--- Task input ---

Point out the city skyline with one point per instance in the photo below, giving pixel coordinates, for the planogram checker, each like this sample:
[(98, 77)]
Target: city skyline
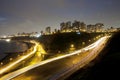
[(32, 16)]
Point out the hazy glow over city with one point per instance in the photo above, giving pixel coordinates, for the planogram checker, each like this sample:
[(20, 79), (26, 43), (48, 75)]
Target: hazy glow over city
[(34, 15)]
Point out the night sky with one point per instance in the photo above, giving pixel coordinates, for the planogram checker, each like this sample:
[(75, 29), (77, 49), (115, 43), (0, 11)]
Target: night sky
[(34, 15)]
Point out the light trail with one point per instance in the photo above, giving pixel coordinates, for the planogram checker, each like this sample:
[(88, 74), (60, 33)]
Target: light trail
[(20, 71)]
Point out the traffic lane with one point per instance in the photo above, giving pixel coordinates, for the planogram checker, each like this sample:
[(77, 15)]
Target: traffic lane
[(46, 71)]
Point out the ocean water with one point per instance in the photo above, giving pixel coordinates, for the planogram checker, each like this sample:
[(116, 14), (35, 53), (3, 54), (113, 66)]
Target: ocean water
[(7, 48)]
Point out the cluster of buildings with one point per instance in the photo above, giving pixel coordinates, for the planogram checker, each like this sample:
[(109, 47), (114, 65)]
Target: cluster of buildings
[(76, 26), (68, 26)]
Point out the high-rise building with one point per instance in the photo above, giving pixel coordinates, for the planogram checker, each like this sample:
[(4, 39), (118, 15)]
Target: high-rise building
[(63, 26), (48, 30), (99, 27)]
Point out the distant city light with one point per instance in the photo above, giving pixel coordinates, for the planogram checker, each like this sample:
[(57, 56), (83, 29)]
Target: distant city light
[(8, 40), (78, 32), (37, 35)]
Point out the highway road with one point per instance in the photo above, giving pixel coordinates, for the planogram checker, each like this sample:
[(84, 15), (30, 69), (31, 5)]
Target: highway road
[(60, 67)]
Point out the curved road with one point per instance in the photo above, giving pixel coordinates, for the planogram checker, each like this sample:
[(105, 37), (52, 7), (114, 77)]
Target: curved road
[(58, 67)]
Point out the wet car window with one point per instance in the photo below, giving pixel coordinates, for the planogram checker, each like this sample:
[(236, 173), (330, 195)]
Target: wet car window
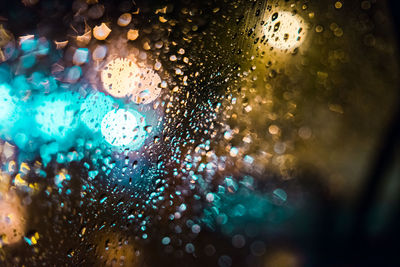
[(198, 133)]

---
--- Task input ---

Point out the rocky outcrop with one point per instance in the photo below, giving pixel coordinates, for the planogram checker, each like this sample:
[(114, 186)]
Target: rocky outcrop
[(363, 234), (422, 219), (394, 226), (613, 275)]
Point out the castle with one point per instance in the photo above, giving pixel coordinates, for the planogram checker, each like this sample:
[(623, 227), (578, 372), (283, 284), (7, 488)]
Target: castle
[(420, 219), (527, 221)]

---
--- Task input ---

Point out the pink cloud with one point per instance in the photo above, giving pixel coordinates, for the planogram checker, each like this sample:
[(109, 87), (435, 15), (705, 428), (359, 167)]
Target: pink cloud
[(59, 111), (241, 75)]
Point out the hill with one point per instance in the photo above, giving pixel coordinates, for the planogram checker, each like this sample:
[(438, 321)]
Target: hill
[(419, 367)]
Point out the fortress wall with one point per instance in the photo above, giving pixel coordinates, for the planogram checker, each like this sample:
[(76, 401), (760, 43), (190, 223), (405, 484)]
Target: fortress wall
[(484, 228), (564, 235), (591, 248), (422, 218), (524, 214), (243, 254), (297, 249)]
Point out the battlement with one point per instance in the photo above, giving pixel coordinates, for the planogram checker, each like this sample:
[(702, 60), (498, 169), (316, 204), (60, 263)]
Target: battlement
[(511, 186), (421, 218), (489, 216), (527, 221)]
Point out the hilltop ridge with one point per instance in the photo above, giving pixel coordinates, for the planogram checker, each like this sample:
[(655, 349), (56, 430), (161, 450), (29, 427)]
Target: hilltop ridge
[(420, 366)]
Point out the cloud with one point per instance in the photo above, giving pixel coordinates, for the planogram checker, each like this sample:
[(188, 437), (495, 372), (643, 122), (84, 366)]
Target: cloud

---

### Work to be completed:
Copy out the rows above word for word, from the line containing "Point out the city" through the line containing "[(76, 26), (68, 26)]", both included. Omit the pictures.

### Solution to this exercise:
Point out the city skyline with one point per instance in the photo below, giving pixel coordinates, for the planogram checker, each like this sample:
[(98, 77)]
Target: city skyline
[(32, 16)]
Point out the hazy glow over city with one point per instance in the photo above, giving pixel coordinates, for the planogram checker, each like this sample:
[(20, 79), (26, 43), (48, 75)]
Target: hazy glow over city
[(34, 15)]
Point out the night sky with one point per instance in the photo above, giving pixel coordinates, for the planogram checker, each like this sample:
[(75, 29), (77, 49), (115, 43), (0, 11)]
Target: night sky
[(34, 15)]
Point out the light trail with one point per instance in the photo above, giving pixel coordinates, for the planogram checker, each like this sample:
[(88, 74), (60, 33)]
Target: light trail
[(20, 71)]
Point out the traffic lane with one point per instance in the photo above, giving pixel coordinates, for the planogram checker, each like this sample:
[(77, 15)]
Target: traffic lane
[(46, 71)]
Point out the ocean water with one point per instance in the photo above, giving pixel coordinates, for the planogram checker, each like this sample:
[(116, 14), (35, 53), (3, 54), (113, 66)]
Target: ocean water
[(7, 48)]
Point out the cluster of buildings with one point per instance in the photo above, giving pixel coordinates, for the planogram checker, each like this sample:
[(109, 47), (114, 65)]
Target: cluster of buildings
[(76, 26), (68, 26)]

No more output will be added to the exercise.